A. Fogazzaro Malombra ( 1881 ) Milano, Mondadori, 1993
Descrizione del parco intorno al palazzo ( gusto estetico affine a quello di Théophile Gautier ):
“Alle spalle del Palazzo il piccone e il badile hanno vigorosamente assalita la montagna e conquistatone il cortile semicircolare, dove mormora un getto cristallino che ricade ondulando tra gli eleganti gynereum e le ampie foglie degli arum, quasi fiore animato di quella vegetazione tropicale. Altri due grandi mazzi ovali di fiori e di foglie si spandono ai lati di questo, fuor dalla ghiaia candida e fine. Per le muraglie di sostegno addossate al monte serpeggiano e s’incrocicchiano le mille braccia delle passiflore, delle glicine, de’ gelsomini, fragili creature amorose che cercano dappertutto un sostegno e lo vestono, grate, di fiori. Due fasci di passiflore si abbrancano pure agli angoli interni dei due fabbricati e salgono a gittar le frondi scarmigliate sin dentro la loggia.
A mezzo della muraglia di sostegno, propriamente in faccia alla loggia, sale il monte tra il versante di mezzogiorno e quello di ponente un’ampia scalinata a ripiani, fiancheggiata di cipressi colossali e di statue. A destra e a sinistra si stendono reggimenti di viti, allineate in ordine di parata. Alcuni dei cipressi han perduto la cima e mostrano la fenditura nera d’un fulmine; i più sono intatti e potenti nella loro augusta vecchiaia. Paion ciclopi enormi che scendano solennemente dal monte a lavarsi; e mettono intorno a sè il silenzio dello stupore.
Delle statue, appena otto o dieci durano su piedestalli, mascherati da fitti domino d’edera. Ne stendono fuori le braccia ignude e accennano, simili a minacciose sibille o piuttosto ninfe già sopraffatte e irrigidite da una strana metamorfosi. Il figlio del giardiniere seguiva quest’ultima interpretazione e usava porre loro in mano dei fasci di erbe e di fiori. A sommo della scalinata sta un’ampia vasca appoggiata ad una elegante parete greggia a mosaico bianco, rosso e nero, ripartito in cinque arcate intorno ad altrettante nicchie, ciascuna con la sua urna di marmo; in quella di mezzo una Naiade ignuda e ridente si curva sull’urna, la inclina col piede; e n’esce a fiotti l’acqua che dalla vasca è condotta per un tubo nascosto a zampillare nel cortile, tra i fiori. Sul piedestallo della statua sono incise le famose parole di Eraclito:
panta rei “
Lo stile è assai interessante, oscilla tra il parlato, l’espressione dialettale, e il tentativo, sempre riuscito, di cogliere mediante metafore o similitudini il fascino d’un personaggio o d’un ambiente.
####
▶ [ESERCIZIO 1] Riassumi il brano citato in tre frasi.
▶ [ESERCIZIO 2] Elenca tutte le piante che, secondo il brano citato, serpeggiano e s'incrocicchiano sulle muraglie di sostegno addossate al monte.
▶ [ESERCIZIO 3] Duplica dal brano citato il tratto da "A mezzo della" a "silenzio dello stupore.".
I record sono materiale a sé, distinto dal brano citato.
####
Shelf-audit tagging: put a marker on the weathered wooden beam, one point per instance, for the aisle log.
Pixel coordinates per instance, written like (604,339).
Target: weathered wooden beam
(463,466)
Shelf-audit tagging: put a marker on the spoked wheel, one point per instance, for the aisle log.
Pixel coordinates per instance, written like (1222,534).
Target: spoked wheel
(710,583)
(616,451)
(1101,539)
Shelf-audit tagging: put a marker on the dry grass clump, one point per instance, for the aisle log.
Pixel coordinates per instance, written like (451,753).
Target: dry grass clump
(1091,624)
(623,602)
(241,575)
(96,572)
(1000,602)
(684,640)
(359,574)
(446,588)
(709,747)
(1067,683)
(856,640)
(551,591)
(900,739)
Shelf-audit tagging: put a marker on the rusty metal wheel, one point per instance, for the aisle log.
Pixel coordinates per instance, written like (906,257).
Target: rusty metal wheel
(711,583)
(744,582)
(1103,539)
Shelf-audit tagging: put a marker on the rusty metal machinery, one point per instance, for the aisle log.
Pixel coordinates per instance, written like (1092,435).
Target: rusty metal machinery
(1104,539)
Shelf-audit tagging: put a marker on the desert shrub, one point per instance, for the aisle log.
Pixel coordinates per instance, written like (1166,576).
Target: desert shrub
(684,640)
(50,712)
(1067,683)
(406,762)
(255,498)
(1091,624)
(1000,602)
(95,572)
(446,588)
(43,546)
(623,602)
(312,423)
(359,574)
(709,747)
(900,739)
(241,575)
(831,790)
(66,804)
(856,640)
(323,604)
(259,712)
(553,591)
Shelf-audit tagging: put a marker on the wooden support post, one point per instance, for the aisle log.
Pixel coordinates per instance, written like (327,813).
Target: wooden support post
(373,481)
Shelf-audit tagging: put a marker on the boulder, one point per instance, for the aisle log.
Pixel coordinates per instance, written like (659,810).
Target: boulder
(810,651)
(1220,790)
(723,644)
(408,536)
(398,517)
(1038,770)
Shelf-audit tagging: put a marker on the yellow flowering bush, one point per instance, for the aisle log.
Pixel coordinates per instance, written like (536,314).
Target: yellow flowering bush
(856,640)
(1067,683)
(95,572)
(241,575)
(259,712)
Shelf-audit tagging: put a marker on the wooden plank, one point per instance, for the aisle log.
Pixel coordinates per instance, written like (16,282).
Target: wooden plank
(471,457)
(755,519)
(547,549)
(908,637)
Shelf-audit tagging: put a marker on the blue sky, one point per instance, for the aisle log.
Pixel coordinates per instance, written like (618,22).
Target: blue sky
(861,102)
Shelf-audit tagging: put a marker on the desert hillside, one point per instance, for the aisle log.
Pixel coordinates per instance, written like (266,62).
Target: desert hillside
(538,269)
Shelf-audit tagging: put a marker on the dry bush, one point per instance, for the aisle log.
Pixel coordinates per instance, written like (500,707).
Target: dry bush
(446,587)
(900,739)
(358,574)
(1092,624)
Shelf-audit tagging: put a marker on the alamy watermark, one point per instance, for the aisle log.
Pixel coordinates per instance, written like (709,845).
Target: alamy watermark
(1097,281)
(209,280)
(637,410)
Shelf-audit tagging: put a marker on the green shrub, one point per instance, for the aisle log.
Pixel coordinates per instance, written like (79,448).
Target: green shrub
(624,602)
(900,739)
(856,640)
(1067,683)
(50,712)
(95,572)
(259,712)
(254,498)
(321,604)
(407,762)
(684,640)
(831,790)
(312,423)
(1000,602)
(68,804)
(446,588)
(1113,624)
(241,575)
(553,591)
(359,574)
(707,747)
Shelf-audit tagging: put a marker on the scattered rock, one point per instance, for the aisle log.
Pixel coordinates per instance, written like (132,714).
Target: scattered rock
####
▶ [RISULTATO COMPLETO 1] Il brano descrive il parco alle spalle del Palazzo, dove un cortile semicircolare strappato alla montagna ospita un getto d'acqua tra piante tropicali, mentre sulle muraglie di sostegno si intrecciano passiflore, glicine e gelsomini. Di fronte alla loggia sale un'ampia scalinata fiancheggiata da cipressi colossali e da statue coperte d'edera, e in cima una vasca riceve l'acqua da un'urna inclinata da una Naiade, sul cui piedestallo sono incise le parole di Eraclito "panta rei". Lo stile oscilla tra il parlato, l'espressione dialettale e il tentativo di cogliere con metafore o similitudini il fascino di un personaggio o di un ambiente.

▶ [RISULTATO COMPLETO 2] passiflore, glicine, gelsomini

▶ [RISULTATO COMPLETO 3]
A mezzo della muraglia di sostegno, propriamente in faccia alla loggia, sale il monte tra il versante di mezzogiorno e quello di ponente un’ampia scalinata a ripiani, fiancheggiata di cipressi colossali e di statue. A destra e a sinistra si stendono reggimenti di viti, allineate in ordine di parata. Alcuni dei cipressi han perduto la cima e mostrano la fenditura nera d’un fulmine; i più sono intatti e potenti nella loro augusta vecchiaia. Paion ciclopi enormi che scendano solennemente dal monte a lavarsi; e mettono intorno a sè il silenzio dello stupore.